◆ **GIVEN INFORMATION**:
----
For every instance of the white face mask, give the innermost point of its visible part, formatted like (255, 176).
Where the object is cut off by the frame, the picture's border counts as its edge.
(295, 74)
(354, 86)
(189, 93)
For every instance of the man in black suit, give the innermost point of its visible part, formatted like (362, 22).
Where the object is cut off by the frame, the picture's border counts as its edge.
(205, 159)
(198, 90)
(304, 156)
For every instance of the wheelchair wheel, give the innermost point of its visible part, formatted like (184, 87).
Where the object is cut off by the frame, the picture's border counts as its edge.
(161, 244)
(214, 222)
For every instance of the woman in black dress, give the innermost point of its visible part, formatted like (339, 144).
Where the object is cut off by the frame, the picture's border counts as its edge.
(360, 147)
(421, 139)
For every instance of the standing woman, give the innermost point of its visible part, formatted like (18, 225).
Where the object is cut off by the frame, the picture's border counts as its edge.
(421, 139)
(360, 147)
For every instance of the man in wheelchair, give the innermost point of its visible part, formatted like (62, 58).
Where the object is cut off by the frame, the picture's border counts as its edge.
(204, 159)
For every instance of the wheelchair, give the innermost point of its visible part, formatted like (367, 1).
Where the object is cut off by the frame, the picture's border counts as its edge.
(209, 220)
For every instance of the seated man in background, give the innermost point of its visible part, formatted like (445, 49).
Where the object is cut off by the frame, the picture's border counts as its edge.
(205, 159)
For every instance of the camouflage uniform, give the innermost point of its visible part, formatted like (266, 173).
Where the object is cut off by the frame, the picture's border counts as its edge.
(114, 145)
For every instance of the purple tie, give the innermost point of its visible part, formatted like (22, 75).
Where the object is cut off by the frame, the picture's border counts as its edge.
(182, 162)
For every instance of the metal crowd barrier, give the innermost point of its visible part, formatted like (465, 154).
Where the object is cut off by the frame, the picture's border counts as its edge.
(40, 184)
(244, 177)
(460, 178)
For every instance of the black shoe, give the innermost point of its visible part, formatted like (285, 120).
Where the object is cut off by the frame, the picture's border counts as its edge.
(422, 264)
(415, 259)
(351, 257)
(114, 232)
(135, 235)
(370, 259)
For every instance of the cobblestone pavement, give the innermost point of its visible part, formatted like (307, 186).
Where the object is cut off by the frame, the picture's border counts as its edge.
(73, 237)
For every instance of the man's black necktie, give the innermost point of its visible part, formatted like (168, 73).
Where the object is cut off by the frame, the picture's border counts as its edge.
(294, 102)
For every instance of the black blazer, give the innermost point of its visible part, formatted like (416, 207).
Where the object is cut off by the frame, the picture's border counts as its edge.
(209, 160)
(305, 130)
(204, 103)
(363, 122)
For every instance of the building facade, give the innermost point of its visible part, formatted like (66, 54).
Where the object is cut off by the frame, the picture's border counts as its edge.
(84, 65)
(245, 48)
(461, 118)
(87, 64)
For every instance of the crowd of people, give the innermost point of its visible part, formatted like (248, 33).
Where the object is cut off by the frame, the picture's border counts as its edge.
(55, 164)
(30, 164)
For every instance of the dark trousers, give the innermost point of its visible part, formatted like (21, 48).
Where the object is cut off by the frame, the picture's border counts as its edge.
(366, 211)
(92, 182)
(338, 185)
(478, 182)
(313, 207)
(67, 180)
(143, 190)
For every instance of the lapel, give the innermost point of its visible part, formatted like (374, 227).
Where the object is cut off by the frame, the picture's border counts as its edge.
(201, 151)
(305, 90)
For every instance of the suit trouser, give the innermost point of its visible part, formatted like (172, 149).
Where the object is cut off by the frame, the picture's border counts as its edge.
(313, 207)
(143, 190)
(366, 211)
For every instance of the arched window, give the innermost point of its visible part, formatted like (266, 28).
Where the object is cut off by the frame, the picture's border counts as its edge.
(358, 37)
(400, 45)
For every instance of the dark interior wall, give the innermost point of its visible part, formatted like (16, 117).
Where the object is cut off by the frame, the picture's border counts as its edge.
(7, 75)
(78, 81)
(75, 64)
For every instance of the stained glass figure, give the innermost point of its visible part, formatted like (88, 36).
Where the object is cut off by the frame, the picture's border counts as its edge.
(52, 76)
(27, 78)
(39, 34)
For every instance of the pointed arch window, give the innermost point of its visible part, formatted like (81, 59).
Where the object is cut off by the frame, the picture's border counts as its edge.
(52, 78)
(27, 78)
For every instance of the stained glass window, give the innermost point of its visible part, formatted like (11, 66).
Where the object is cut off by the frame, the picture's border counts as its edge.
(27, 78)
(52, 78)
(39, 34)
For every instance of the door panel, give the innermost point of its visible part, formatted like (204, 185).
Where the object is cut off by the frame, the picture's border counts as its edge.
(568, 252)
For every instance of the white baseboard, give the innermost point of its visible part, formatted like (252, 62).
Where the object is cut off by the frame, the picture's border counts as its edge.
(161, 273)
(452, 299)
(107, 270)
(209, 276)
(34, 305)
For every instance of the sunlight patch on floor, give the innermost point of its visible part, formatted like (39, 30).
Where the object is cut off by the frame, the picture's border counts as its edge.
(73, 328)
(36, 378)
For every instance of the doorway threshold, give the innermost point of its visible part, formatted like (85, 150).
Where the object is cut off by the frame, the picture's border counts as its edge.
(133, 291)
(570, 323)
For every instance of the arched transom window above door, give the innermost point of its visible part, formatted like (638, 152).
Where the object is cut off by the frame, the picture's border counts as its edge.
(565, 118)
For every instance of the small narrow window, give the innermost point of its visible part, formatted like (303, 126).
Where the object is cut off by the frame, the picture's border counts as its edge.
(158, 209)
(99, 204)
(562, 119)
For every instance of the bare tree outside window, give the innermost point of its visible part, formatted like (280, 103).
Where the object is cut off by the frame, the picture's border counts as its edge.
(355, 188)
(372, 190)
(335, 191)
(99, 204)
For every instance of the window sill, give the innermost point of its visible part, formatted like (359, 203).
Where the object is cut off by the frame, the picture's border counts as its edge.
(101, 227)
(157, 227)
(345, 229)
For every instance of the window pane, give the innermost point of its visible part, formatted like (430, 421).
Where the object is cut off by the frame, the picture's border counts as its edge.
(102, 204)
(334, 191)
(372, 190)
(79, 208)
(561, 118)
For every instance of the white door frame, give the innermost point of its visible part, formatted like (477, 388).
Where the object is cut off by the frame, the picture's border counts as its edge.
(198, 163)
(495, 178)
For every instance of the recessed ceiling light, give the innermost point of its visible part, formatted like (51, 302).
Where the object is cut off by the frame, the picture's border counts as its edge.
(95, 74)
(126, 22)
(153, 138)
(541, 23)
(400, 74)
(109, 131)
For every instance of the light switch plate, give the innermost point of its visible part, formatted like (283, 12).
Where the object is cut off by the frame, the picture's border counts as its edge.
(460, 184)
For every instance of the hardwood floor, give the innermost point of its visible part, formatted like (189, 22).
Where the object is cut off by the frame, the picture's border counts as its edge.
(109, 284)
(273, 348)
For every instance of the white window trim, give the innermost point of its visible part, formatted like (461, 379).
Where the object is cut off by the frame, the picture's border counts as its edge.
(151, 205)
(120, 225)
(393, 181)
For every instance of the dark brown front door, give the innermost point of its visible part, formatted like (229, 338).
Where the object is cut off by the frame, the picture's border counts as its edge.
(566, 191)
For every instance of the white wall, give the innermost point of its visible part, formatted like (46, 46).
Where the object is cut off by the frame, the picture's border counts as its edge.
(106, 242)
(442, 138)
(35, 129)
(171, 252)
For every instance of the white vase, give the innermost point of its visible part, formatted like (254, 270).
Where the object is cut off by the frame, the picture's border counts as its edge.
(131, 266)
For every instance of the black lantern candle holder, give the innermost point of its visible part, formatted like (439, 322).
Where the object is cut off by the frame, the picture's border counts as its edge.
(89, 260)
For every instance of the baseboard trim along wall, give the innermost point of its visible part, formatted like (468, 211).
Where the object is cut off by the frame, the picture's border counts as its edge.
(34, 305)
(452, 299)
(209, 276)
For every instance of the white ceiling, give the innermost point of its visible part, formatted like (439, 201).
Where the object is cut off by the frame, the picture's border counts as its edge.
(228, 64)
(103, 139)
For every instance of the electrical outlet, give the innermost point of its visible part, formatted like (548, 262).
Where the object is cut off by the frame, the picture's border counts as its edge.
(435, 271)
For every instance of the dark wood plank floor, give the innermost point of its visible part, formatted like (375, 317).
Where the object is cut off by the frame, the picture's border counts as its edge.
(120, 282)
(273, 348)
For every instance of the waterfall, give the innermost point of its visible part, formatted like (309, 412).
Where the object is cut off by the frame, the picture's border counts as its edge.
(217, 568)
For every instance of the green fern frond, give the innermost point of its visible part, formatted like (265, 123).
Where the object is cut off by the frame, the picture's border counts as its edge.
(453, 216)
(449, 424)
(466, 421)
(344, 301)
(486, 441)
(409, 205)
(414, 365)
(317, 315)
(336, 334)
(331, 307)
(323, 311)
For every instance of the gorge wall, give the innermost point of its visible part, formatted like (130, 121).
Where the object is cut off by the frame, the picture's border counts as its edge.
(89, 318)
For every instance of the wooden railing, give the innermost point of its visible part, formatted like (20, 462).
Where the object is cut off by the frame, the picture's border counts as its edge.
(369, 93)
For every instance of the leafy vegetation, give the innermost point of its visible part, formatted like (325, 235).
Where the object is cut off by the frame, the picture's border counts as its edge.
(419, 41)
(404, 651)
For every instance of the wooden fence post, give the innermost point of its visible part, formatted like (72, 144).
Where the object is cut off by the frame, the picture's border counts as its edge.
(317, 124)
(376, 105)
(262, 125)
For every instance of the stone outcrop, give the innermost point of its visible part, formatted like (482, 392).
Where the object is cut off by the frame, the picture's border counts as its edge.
----
◆ **INSTRUCTIONS TO FOLLOW**: Count up the lines in the listing that hold the word "stained", and give that number only.

◆ **ANSWER SPACE**: 2